Which of the lines below contain the word "white"? Pick out each one and copy it in full.
--- begin ---
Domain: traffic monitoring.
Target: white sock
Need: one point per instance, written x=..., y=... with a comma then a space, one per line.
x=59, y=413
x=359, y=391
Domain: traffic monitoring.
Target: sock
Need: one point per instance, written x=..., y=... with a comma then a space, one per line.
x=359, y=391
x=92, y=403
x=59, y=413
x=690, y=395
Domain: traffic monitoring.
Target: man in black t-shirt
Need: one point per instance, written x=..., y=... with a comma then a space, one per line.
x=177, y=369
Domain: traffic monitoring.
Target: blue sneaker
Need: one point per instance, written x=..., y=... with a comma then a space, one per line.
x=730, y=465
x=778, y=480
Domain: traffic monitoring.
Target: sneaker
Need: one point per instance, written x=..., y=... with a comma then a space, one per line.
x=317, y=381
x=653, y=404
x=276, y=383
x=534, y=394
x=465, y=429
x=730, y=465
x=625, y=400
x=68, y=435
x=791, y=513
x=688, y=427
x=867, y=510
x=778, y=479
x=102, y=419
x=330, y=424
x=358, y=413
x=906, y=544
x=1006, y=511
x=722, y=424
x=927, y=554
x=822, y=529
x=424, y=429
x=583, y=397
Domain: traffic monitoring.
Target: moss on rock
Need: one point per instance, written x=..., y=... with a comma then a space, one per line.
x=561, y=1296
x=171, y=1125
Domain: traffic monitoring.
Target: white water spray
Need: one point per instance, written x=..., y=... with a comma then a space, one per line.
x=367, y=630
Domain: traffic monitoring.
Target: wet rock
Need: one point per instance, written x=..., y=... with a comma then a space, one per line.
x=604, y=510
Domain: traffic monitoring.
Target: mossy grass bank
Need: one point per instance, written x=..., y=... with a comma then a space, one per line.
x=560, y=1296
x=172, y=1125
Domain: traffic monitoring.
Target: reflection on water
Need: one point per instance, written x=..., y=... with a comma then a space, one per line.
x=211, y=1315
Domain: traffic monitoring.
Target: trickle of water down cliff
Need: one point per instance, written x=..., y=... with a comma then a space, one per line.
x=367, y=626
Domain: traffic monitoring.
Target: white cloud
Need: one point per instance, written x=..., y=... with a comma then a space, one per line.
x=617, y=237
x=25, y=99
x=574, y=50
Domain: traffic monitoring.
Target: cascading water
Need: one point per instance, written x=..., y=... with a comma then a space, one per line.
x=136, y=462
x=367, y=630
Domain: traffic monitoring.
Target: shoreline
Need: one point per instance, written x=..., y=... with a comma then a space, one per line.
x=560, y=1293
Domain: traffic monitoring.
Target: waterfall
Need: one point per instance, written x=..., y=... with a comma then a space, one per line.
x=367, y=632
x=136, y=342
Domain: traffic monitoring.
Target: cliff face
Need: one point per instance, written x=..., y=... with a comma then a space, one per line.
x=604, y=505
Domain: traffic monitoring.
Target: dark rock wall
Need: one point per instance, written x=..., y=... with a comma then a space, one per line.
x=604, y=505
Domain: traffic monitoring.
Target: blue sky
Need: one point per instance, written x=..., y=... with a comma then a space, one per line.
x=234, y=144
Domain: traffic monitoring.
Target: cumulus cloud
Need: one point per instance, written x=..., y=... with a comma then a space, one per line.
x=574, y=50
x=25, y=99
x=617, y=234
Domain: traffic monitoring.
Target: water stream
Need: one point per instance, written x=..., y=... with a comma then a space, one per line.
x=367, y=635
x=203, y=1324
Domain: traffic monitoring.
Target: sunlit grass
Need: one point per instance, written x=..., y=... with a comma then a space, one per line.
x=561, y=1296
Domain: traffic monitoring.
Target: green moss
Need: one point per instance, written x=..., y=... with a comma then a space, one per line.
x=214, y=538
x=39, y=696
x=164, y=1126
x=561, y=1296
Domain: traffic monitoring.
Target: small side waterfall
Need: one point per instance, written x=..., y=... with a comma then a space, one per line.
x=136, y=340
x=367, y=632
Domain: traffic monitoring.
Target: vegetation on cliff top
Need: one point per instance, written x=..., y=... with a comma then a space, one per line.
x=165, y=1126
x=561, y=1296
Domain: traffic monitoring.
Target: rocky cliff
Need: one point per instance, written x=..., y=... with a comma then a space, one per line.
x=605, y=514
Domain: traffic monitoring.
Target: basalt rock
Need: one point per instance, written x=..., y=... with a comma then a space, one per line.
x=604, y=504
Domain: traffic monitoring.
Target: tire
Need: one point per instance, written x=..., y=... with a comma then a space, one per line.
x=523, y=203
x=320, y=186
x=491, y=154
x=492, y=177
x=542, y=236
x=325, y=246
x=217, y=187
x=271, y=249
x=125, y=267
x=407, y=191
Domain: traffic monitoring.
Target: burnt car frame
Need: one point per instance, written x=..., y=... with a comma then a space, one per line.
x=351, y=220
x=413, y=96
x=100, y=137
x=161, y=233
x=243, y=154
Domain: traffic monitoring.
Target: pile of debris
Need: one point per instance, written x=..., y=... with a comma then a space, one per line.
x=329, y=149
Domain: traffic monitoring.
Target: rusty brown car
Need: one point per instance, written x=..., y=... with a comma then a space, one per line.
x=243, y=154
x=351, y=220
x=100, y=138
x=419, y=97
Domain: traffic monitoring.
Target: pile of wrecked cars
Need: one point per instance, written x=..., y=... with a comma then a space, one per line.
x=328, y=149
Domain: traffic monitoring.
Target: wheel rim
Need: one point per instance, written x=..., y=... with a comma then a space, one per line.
--- end ---
--- Written reply ---
Target: white sock
Target: white water spray
Target: white cloud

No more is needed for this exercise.